* [YOUR GOAL] Reproduce the data below line by line, keeping every word, number and punctuation mark unchanged.

* [DATA FOR PROCESSING]
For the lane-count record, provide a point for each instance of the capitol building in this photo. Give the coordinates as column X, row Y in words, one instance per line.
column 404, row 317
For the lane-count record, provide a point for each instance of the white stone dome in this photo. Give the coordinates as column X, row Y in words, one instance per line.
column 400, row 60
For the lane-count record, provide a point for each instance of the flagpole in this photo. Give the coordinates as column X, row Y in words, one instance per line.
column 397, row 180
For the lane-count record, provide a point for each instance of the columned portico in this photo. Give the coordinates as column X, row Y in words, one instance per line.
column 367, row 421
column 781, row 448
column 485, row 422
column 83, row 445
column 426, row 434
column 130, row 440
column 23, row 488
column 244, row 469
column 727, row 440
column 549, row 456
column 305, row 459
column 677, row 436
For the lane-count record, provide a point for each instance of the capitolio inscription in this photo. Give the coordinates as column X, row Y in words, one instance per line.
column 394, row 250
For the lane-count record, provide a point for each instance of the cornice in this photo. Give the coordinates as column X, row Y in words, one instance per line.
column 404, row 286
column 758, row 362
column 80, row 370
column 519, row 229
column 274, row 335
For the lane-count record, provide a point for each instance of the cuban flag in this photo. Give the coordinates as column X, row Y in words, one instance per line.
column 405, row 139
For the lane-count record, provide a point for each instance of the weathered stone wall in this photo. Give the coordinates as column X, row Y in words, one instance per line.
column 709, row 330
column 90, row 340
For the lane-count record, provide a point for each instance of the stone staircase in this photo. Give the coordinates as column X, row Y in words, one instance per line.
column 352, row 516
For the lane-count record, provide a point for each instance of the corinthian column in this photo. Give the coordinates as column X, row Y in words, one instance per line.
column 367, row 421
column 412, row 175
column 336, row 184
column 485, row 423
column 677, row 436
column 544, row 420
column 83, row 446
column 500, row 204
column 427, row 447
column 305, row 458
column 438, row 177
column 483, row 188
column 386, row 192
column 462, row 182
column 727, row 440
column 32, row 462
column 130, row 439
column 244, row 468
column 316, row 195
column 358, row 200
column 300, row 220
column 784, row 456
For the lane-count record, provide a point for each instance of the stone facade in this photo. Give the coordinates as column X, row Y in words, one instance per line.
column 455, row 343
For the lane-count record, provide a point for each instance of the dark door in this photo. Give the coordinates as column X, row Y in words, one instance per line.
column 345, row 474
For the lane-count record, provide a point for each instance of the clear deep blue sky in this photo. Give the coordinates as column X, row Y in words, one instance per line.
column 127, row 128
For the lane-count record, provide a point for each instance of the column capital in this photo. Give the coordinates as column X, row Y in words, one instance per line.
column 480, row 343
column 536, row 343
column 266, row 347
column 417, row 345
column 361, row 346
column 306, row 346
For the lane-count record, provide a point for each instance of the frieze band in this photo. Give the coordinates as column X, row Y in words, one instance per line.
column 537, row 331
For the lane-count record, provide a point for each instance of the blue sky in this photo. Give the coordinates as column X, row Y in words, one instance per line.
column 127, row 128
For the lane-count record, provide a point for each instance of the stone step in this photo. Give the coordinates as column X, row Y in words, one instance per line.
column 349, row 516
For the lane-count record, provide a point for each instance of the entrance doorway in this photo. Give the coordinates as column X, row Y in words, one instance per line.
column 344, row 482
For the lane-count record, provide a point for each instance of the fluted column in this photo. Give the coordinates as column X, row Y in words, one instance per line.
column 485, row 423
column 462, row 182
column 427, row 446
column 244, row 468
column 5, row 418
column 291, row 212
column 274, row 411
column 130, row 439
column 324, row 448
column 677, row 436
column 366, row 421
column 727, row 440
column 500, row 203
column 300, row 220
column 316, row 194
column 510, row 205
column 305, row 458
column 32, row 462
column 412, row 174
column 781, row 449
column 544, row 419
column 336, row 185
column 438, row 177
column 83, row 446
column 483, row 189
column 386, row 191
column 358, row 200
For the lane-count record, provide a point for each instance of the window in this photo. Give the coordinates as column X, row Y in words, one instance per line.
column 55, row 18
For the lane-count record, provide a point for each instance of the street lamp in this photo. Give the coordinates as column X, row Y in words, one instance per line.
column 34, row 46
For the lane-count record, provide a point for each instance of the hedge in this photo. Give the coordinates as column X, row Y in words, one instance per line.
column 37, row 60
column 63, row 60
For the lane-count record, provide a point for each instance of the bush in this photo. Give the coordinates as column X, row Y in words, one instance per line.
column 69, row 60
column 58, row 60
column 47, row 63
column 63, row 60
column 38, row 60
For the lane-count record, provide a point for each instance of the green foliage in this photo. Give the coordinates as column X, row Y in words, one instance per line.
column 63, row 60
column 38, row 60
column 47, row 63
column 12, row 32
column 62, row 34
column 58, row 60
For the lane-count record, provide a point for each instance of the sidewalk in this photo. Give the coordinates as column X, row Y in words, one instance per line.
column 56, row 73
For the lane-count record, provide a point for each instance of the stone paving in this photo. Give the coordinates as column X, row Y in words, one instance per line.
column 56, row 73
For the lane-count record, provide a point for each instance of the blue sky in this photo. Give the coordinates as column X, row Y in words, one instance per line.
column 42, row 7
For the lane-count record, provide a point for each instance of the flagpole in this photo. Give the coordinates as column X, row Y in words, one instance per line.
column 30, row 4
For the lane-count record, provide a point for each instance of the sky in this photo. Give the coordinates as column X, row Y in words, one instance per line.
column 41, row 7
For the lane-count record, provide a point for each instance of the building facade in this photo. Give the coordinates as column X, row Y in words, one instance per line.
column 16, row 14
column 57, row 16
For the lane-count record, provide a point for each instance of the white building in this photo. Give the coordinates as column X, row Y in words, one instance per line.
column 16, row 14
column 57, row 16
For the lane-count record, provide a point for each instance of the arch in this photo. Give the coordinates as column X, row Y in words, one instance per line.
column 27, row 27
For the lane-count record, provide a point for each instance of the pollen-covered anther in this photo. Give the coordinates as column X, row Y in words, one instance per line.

* [FINISHED ANSWER]
For the lane-count record, provide a point for each instance of the capitol building in this photo. Give the coordinates as column X, row Y in words, one instance per line.
column 404, row 317
For the lane-count record, provide a point for each instance of the white stone dome in this photo. Give the coordinates as column X, row Y in words, one instance per line.
column 400, row 60
For the lane-count record, provide a point for each instance of the flagpole in this photo. Give the coordinates as column X, row Y in words, one instance per line.
column 397, row 180
For the lane-count record, provide a point for each instance of the columned portico in this photo. Give the coordinates as column X, row Y in words, one instance per line.
column 367, row 421
column 781, row 448
column 485, row 422
column 83, row 445
column 426, row 434
column 130, row 440
column 23, row 488
column 244, row 469
column 727, row 440
column 549, row 456
column 305, row 459
column 677, row 436
For the lane-count record, provide a point for each instance of the capitolio inscription in this photo. Give the coordinates as column X, row Y in words, one instance per line.
column 394, row 250
For the lane-count record, provide a point for each instance of the cornice in this photo. Give the coordinates as column X, row Y in words, one instance per line.
column 404, row 286
column 758, row 362
column 80, row 370
column 519, row 229
column 274, row 335
For the lane-count record, provide a point for each instance of the cuban flag in this photo. Give the coordinates as column X, row Y in words, one instance per line.
column 405, row 139
For the lane-count record, provide a point for each instance of the weathered stone wall in this photo. Give the coordinates as column X, row Y in words, one instance per line.
column 709, row 330
column 90, row 340
For the lane-count record, provide a point for each instance of the stone staircase in this photo. Give the coordinates as column X, row Y in words, one instance per line.
column 352, row 516
For the lane-count record, provide a point for each instance of the corinthian column in this photo. Give the coordinates as column X, row Y in words, one instance per line.
column 367, row 421
column 412, row 175
column 336, row 184
column 485, row 423
column 677, row 436
column 544, row 420
column 83, row 446
column 500, row 204
column 427, row 447
column 305, row 458
column 438, row 177
column 483, row 188
column 386, row 192
column 462, row 182
column 727, row 440
column 32, row 462
column 130, row 439
column 244, row 468
column 316, row 195
column 358, row 200
column 300, row 220
column 784, row 456
For the lane-count record, provide a point for each instance of the stone facade in this photo. Give the coordinates as column X, row Y in words, one instance per line.
column 455, row 343
For the lane-count record, provide a point for each instance of the dark door in this photo. Give the coordinates as column X, row Y in words, one instance per line.
column 345, row 474
For the lane-count record, provide a point for each instance of the clear deep blue sky in this photo. Give the coordinates as column X, row Y in words, one instance per line.
column 127, row 128
For the lane-count record, provide a point for each instance of the column capital in this photo. Give the coordinates as column X, row Y in words, one instance per line.
column 480, row 343
column 536, row 343
column 266, row 347
column 417, row 345
column 361, row 346
column 306, row 346
For the lane-count record, provide a point for each instance of the frieze band in this photo. Give the coordinates as column X, row Y in words, one instance per line.
column 537, row 331
For the lane-count record, provide a point for each instance of the blue sky in this photo. Give the coordinates as column X, row Y in words, one instance per line.
column 127, row 128
For the lane-count record, provide a point for each instance of the stone step in this photo. Give the coordinates as column X, row Y in words, one instance per line.
column 349, row 516
For the lane-count record, provide a point for each instance of the entrance doorway in this photo. Give the coordinates as column X, row Y in words, one instance per line.
column 344, row 482
For the lane-count record, provide a point for each instance of the fluted column in this photo. Give the coordinates as column X, row Y in words, one instance per line.
column 485, row 423
column 462, row 182
column 427, row 446
column 244, row 468
column 5, row 418
column 291, row 212
column 274, row 411
column 130, row 439
column 324, row 448
column 677, row 436
column 366, row 421
column 727, row 440
column 500, row 203
column 300, row 220
column 316, row 194
column 510, row 205
column 305, row 458
column 32, row 462
column 412, row 174
column 781, row 449
column 544, row 419
column 336, row 185
column 438, row 177
column 83, row 446
column 483, row 189
column 386, row 191
column 358, row 200
For the lane-count record, provide a point for each instance of the window in this photo. Give the coordinates as column X, row Y in words, one instance per line.
column 55, row 18
For the lane-count record, provide a point for each instance of the street lamp in this photo. Give the coordinates as column X, row Y in words, one instance per line.
column 34, row 46
For the lane-count record, provide a point for each instance of the hedge in this photo. Give the coordinates as column X, row Y in words, one instance per line.
column 37, row 60
column 63, row 60
For the lane-count record, provide a point for each instance of the bush in this photo. Give the coordinates as column X, row Y in words, one instance per line.
column 69, row 60
column 58, row 60
column 47, row 63
column 63, row 60
column 38, row 60
For the lane-count record, provide a point for each instance of the green foliage in this photo. Give the coordinates as column X, row Y in words, one instance per line.
column 63, row 60
column 38, row 60
column 47, row 63
column 12, row 32
column 62, row 34
column 58, row 60
For the lane-count record, provide a point for each instance of the sidewalk in this photo. Give the coordinates as column X, row Y in words, one instance per line.
column 56, row 73
For the lane-count record, provide a point for each instance of the stone paving in this photo. Give the coordinates as column X, row Y in words, one instance per line.
column 56, row 73
For the lane-count record, provide a point for each instance of the blue sky in this photo. Give the coordinates as column X, row Y in words, one instance per line.
column 42, row 7
For the lane-count record, provide a point for each instance of the flagpole in this photo. Give the coordinates as column X, row Y in words, one instance per line.
column 30, row 4
For the lane-count record, provide a point for each instance of the sky in this photo. Give the coordinates as column X, row Y in words, one instance per line.
column 41, row 7
For the lane-count record, provide a point for each instance of the building facade in this photo. Give the coordinates as column X, row Y in words, one instance per line.
column 16, row 14
column 57, row 16
For the lane-count record, provide a point for each instance of the white building in this photo. Give the coordinates as column X, row Y in words, one instance per line.
column 16, row 14
column 57, row 16
For the lane-count record, provide a point for each instance of the arch in this photo. Give the coordinates as column X, row Y in words, one instance per line.
column 27, row 27
For the lane-count record, provide a point for each instance of the pollen-covered anther in this photo. Give the coordinates as column X, row Y in words, one instance per line.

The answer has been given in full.